» **Your objective**
Please print the stretch of the material below from the line containing "Target: black tattoo chair" through its final line, copying each line without any change and leaving out everything before it.

» **Records for this exercise**
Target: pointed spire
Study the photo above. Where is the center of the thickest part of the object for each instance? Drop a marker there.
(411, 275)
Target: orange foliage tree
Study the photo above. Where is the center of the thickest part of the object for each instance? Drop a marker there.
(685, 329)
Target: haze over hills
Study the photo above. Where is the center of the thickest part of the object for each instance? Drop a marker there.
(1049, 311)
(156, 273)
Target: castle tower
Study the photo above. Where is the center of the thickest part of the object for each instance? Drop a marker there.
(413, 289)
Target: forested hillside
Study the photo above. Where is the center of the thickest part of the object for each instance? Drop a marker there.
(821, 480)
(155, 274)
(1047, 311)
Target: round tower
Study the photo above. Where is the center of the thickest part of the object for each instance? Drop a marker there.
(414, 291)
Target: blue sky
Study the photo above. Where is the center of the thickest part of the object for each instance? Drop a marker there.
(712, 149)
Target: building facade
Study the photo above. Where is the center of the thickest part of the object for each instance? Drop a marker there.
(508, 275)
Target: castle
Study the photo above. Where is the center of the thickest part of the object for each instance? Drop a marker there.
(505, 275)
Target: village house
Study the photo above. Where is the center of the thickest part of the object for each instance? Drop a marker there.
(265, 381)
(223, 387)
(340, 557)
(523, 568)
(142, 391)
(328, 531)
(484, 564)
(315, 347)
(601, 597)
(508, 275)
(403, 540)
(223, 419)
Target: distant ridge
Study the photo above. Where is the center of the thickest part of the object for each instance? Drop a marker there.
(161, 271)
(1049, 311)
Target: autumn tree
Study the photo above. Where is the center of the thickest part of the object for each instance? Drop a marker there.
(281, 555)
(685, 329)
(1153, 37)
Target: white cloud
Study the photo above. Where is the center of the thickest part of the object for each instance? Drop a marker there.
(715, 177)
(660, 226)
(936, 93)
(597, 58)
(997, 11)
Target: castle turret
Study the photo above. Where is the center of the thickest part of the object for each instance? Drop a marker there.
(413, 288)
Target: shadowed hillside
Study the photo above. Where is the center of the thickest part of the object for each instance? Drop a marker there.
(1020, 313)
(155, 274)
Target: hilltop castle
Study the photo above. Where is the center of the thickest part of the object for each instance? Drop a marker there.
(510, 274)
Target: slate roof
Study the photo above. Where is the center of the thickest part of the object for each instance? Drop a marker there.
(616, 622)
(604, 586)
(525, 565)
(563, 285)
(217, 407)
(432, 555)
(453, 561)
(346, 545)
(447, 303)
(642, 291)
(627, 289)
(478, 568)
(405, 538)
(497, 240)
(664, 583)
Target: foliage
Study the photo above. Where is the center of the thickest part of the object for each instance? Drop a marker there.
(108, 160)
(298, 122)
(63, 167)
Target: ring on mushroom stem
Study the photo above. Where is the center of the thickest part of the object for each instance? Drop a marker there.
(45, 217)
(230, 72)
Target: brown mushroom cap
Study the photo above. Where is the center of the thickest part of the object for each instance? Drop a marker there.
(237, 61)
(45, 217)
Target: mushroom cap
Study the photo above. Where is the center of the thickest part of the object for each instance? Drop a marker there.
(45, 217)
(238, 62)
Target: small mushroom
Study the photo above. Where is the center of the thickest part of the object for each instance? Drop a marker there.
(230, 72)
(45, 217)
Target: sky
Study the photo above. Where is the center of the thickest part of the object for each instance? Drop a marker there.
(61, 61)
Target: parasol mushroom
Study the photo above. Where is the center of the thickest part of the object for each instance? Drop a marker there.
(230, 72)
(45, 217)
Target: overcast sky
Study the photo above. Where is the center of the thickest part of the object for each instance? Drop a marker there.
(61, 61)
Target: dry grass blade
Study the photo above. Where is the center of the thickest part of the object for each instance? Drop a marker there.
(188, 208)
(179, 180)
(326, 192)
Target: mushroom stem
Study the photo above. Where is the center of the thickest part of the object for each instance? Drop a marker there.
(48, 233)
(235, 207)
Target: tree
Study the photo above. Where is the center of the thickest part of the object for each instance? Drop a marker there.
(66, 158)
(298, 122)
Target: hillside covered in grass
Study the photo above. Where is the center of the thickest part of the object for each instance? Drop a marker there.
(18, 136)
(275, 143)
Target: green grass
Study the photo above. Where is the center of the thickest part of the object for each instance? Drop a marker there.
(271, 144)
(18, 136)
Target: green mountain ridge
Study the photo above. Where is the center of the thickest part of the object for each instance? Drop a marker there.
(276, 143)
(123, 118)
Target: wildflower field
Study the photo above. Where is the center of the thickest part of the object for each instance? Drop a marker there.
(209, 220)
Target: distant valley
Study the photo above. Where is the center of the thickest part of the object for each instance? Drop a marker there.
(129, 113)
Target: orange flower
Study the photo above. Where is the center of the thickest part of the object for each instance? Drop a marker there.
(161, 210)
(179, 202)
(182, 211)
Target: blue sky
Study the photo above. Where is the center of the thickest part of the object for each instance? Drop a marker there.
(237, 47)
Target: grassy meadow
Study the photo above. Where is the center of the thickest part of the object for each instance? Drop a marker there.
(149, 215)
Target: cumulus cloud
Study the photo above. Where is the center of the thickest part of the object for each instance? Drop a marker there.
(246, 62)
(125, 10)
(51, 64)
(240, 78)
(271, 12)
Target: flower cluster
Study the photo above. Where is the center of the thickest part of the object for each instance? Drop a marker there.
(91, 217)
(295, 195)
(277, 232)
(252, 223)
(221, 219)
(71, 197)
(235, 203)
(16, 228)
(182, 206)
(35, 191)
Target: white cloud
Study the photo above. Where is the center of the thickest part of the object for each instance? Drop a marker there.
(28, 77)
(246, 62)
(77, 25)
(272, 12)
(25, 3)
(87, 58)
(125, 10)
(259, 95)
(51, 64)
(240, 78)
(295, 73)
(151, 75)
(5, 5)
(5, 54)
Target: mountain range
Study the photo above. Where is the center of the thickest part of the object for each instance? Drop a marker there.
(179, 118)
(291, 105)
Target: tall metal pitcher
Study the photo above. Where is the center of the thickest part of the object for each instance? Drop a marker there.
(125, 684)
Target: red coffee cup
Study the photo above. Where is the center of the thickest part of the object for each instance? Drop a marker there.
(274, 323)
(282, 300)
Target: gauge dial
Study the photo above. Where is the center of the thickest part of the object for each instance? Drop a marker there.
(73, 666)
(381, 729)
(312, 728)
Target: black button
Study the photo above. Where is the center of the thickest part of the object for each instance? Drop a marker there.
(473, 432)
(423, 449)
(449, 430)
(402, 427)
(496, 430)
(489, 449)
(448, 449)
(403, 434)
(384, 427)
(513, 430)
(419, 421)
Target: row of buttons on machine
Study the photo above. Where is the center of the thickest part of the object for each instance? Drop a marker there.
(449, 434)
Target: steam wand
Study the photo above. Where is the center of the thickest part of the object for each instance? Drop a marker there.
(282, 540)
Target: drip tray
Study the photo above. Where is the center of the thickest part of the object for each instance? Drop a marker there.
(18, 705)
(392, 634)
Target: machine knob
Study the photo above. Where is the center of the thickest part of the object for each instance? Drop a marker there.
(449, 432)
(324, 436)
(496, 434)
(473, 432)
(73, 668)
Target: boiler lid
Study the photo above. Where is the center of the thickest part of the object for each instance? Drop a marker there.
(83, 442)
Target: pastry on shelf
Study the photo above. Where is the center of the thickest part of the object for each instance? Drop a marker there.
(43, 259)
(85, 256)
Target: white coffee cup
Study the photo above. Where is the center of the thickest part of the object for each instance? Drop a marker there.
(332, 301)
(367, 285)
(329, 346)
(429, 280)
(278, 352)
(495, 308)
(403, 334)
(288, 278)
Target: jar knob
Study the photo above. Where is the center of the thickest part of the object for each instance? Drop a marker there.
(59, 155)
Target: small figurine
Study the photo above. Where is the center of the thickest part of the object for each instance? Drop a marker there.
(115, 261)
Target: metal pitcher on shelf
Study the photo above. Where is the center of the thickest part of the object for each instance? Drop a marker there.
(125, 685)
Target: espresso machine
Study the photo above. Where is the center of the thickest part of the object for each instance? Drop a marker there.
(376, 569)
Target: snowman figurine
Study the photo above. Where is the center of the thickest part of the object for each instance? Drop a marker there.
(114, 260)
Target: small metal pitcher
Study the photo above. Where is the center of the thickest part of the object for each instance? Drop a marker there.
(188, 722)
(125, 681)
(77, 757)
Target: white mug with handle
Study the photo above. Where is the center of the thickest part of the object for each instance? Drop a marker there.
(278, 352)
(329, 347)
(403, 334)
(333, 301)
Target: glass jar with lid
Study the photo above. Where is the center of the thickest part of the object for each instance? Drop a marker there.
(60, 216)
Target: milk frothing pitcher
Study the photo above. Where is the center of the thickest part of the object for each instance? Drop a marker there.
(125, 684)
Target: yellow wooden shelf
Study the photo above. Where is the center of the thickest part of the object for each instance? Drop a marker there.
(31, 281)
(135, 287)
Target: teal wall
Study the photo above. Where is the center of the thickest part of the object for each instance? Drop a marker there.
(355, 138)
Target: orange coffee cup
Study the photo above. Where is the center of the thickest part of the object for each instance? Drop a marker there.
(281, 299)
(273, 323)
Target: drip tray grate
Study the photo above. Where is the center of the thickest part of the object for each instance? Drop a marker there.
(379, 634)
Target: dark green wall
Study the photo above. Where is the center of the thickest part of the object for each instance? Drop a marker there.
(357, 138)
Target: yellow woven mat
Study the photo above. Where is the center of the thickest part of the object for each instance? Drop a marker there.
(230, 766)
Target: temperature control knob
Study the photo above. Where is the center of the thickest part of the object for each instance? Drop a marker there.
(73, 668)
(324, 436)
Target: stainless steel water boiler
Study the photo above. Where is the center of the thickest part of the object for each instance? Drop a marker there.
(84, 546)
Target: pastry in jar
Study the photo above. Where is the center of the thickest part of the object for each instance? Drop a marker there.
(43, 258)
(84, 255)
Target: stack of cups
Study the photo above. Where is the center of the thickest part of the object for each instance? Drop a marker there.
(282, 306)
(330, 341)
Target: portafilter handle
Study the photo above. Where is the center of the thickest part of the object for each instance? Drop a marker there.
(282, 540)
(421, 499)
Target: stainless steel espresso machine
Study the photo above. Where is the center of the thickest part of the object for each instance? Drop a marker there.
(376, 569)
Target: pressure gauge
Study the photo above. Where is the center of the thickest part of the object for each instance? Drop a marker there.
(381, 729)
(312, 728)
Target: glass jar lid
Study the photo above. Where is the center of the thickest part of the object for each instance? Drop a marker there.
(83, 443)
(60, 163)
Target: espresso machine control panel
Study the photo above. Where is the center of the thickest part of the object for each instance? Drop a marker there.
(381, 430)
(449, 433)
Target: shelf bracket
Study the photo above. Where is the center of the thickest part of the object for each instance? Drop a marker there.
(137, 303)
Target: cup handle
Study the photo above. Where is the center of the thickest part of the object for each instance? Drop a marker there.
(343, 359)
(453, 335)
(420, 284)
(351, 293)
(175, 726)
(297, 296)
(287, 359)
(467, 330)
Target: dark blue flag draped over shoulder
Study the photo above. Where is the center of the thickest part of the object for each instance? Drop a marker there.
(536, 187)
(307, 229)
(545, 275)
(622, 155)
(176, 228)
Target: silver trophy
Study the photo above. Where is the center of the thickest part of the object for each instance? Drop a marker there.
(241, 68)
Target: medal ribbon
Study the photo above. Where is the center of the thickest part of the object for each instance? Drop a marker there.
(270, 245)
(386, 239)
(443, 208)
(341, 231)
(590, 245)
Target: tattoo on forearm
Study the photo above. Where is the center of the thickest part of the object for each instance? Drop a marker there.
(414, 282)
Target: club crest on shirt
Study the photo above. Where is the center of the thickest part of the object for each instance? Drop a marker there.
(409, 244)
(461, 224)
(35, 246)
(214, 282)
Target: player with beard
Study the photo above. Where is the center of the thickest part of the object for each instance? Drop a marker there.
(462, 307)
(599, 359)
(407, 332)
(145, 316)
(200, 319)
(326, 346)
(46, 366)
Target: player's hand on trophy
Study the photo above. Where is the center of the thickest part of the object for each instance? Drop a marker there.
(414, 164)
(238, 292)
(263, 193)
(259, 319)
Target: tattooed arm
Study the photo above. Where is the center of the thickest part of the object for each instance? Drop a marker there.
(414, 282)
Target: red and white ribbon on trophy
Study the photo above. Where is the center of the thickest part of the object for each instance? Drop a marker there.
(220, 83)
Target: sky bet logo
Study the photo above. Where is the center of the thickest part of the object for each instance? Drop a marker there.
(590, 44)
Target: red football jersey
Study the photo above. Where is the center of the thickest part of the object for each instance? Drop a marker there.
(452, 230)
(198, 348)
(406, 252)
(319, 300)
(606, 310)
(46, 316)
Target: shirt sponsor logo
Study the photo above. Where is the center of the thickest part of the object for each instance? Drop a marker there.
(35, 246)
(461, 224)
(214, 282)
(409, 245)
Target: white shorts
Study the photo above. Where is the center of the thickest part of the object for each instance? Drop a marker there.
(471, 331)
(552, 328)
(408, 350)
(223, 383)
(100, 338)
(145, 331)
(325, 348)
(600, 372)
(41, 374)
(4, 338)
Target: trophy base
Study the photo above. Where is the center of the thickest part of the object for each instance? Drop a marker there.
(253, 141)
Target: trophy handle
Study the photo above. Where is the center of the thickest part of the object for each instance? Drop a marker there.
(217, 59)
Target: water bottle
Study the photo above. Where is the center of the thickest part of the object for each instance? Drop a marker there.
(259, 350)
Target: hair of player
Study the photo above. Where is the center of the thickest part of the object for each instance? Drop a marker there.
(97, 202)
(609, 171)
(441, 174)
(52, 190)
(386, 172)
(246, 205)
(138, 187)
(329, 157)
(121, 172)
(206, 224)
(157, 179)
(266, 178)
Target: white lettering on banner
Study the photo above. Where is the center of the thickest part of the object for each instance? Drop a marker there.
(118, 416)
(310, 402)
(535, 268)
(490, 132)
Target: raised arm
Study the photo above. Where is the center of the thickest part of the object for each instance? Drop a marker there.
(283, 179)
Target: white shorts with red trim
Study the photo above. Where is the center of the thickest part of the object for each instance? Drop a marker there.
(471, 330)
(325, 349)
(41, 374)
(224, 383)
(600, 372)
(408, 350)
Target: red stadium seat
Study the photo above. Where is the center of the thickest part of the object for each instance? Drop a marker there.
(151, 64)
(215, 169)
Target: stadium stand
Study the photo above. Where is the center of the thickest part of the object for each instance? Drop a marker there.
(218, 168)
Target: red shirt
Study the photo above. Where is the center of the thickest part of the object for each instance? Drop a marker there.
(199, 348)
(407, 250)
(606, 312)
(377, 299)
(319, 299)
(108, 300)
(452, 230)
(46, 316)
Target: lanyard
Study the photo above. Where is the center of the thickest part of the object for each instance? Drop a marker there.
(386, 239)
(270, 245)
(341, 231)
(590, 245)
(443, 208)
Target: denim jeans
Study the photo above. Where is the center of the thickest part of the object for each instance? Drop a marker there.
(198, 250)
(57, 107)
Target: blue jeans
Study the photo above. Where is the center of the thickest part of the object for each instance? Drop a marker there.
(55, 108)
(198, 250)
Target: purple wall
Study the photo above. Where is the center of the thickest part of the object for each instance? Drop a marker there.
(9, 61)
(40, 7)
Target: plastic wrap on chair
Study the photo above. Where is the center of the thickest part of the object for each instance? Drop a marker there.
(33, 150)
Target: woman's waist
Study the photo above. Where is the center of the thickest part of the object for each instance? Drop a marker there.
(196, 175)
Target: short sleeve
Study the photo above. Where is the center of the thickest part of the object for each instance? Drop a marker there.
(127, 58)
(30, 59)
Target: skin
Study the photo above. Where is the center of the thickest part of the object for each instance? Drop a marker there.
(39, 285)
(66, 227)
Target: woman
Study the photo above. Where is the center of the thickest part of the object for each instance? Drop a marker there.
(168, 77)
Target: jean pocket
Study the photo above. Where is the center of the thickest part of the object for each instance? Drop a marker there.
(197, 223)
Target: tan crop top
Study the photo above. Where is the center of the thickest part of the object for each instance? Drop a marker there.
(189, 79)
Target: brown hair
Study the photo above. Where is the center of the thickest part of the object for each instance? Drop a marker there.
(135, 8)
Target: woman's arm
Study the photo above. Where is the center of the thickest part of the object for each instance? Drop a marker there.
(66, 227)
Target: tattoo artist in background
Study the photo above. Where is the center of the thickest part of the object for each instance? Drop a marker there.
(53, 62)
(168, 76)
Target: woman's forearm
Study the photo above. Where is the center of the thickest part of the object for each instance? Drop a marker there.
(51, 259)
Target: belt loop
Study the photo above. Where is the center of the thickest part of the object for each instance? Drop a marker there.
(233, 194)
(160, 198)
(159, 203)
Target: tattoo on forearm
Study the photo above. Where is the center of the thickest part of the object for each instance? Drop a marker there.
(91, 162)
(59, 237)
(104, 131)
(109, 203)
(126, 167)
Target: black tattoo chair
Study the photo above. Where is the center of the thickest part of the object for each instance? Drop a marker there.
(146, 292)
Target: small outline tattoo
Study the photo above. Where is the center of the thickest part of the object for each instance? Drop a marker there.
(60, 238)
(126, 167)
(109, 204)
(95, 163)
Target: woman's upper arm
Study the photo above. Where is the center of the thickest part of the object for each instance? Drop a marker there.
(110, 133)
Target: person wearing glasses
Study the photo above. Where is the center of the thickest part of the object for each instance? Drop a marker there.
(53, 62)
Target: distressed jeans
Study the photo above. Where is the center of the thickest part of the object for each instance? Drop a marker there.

» **Solution for this task**
Target: black tattoo chair
Study the photo above. Where is the center of the thickest part of the object for each instance? Drop a marker there.
(146, 292)
Target: small outline tattoo
Study the photo above. Where is the center of the thickest part of the object for each instance? Drop a marker there.
(60, 238)
(126, 167)
(109, 204)
(95, 163)
Target: woman's upper arm
Study the photo above. Where is the center of the thickest part of the object for each instance? Drop a marker there.
(110, 133)
Target: person wearing glasses
Study the photo above. Where is the center of the thickest part of the object for each instance? Drop a marker there.
(53, 62)
Target: distressed jeans
Study the photo above. Where is the center of the thickest part of the object for each instance? Drop a marker there.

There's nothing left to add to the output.